(Region pointing data)
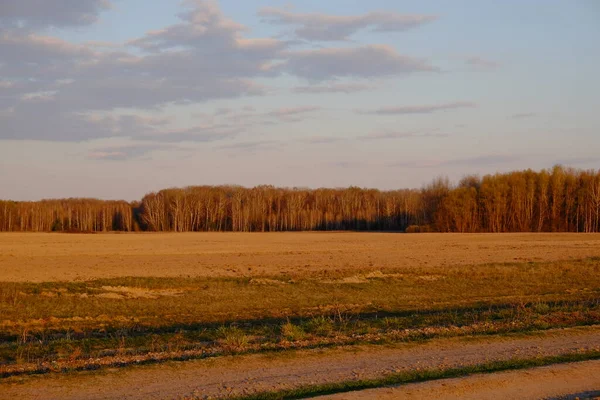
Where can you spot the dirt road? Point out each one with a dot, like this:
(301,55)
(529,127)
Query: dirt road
(247,374)
(31,257)
(564,381)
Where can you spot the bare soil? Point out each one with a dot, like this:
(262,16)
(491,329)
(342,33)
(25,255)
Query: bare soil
(228,376)
(43,257)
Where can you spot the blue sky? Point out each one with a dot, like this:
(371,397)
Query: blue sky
(117,98)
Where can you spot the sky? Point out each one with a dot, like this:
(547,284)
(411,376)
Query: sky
(118,98)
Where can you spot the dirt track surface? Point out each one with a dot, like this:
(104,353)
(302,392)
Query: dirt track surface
(564,381)
(61,257)
(247,374)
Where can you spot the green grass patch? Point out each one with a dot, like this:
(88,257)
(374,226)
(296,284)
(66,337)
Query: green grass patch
(419,376)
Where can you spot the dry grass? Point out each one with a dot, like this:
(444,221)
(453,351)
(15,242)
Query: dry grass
(31,257)
(291,291)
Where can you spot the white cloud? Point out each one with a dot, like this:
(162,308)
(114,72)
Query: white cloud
(45,13)
(324,27)
(421,109)
(363,62)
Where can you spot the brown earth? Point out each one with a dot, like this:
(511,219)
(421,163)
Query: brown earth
(228,376)
(564,381)
(56,257)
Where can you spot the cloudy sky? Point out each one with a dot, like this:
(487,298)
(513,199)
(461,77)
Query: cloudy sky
(117,98)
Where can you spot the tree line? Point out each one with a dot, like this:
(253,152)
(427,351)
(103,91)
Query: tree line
(557,200)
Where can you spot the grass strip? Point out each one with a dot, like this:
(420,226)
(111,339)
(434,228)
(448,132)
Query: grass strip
(415,376)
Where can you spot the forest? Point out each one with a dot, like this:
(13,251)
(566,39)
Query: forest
(558,200)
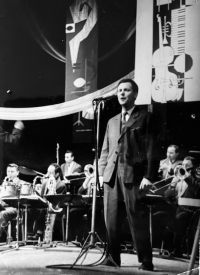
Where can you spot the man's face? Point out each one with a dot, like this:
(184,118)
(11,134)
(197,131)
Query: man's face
(187,164)
(51,172)
(126,95)
(171,153)
(68,158)
(12,172)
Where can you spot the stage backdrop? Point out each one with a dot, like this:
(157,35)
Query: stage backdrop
(167,66)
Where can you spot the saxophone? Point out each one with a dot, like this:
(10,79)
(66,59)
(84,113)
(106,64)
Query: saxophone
(50,189)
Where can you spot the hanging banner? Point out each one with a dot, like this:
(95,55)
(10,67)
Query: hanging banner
(81,49)
(81,58)
(171,72)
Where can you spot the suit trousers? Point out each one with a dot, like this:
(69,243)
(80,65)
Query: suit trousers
(138,218)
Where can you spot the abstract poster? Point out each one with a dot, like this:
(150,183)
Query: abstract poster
(175,57)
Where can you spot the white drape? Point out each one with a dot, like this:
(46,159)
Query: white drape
(58,110)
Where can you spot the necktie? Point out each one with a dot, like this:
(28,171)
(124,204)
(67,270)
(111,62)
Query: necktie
(123,120)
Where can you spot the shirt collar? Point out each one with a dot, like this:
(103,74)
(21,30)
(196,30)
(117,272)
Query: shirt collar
(129,111)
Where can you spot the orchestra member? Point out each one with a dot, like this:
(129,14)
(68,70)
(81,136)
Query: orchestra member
(167,165)
(127,167)
(54,170)
(77,213)
(6,137)
(9,213)
(177,218)
(70,167)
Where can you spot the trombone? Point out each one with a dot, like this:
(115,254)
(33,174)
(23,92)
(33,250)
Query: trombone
(89,171)
(180,172)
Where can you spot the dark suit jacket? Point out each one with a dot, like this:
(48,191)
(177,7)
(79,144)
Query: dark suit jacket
(133,148)
(6,137)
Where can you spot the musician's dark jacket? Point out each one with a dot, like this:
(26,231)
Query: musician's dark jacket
(76,168)
(134,148)
(163,171)
(6,137)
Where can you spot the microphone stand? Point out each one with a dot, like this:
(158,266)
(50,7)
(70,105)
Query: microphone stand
(18,219)
(57,153)
(93,236)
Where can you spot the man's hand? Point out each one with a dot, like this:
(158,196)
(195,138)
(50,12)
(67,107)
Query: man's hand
(145,183)
(101,181)
(19,125)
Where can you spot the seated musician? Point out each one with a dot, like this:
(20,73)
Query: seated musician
(177,218)
(8,213)
(167,165)
(54,170)
(70,167)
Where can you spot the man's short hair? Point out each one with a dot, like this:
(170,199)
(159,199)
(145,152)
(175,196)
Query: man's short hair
(70,152)
(13,165)
(175,147)
(129,80)
(193,161)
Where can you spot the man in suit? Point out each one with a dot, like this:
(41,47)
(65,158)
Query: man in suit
(6,137)
(53,173)
(167,166)
(70,167)
(127,167)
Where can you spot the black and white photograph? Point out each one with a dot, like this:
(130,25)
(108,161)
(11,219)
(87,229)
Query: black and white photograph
(99,137)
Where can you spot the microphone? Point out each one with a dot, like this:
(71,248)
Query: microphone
(104,98)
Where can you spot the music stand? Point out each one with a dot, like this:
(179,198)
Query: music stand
(92,234)
(65,200)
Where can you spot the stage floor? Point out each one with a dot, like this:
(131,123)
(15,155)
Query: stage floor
(29,260)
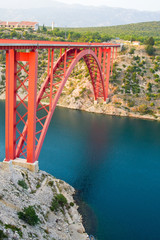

— THE TASK —
Give the lines again exactly, beginning with the first line of the records above and ending with the line that contains "Where can you spot the dirt track", and include no pictures.

— ANSWER FOR THE TASK —
Where can you spot the dirt road? Point out each one with a dot, like this:
(301,55)
(529,127)
Query: dirt road
(247,374)
(31,257)
(564,381)
Where can you spot the bare soil? Point out each one with a dot, like this:
(262,16)
(491,329)
(342,33)
(25,255)
Query: bare soil
(228,376)
(43,257)
Where can you spot the blue sky? Point out each one with a dot, like this:
(371,397)
Query: blue sky
(117,98)
Where can you spot the sky? Point out each one with a dot, like this:
(547,284)
(411,376)
Query: sky
(118,98)
Where can you spot the dirt track surface? Point out each one with a dot, like this:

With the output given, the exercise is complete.